[Given problem]
Duplicate the listing below line for line with no changes, omitting the pictures.

Data listing:
============
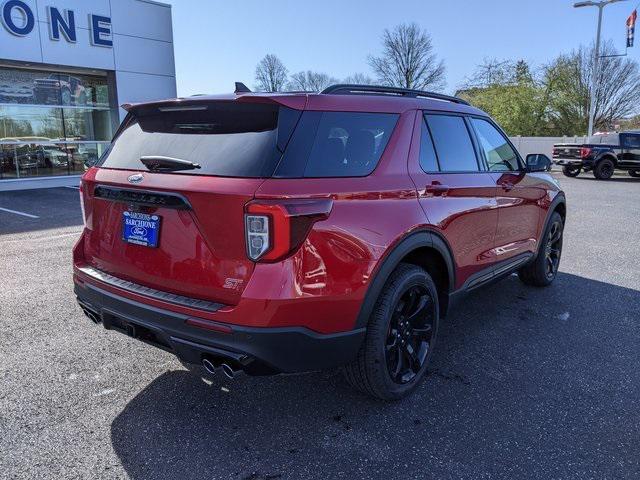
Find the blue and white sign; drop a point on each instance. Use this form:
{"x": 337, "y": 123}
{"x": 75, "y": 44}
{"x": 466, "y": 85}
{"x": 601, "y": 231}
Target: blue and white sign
{"x": 141, "y": 229}
{"x": 19, "y": 19}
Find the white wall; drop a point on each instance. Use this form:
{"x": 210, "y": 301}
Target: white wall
{"x": 527, "y": 145}
{"x": 142, "y": 55}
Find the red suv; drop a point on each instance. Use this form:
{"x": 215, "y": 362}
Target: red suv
{"x": 274, "y": 233}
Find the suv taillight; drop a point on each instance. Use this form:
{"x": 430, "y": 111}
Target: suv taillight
{"x": 585, "y": 152}
{"x": 274, "y": 229}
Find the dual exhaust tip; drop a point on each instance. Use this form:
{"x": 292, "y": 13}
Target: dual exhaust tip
{"x": 227, "y": 369}
{"x": 94, "y": 317}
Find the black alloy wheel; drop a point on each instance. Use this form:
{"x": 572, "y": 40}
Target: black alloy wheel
{"x": 409, "y": 335}
{"x": 553, "y": 249}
============
[Correct response]
Find the blue and white sign; drop a point on each instance. Use this form:
{"x": 337, "y": 123}
{"x": 75, "y": 44}
{"x": 466, "y": 85}
{"x": 601, "y": 231}
Target: blue and white sign
{"x": 141, "y": 229}
{"x": 19, "y": 19}
Find the white wall; drop a point on each instance. Use this form:
{"x": 210, "y": 301}
Target: white wall
{"x": 527, "y": 145}
{"x": 142, "y": 55}
Find the red suv; drop a point on each instance. Use this form:
{"x": 215, "y": 362}
Target: red suv
{"x": 274, "y": 233}
Find the suv taillight; drop a point on each instance. Use this form:
{"x": 430, "y": 111}
Target: suv taillight
{"x": 585, "y": 152}
{"x": 274, "y": 229}
Find the dual exhaust tip; drop a point on each instance. Use this form:
{"x": 292, "y": 13}
Target: dual exhaust tip
{"x": 227, "y": 369}
{"x": 94, "y": 317}
Find the black alloy wheel; drop a point on each instance. Use this form:
{"x": 572, "y": 40}
Target: black alloy wheel
{"x": 409, "y": 335}
{"x": 553, "y": 249}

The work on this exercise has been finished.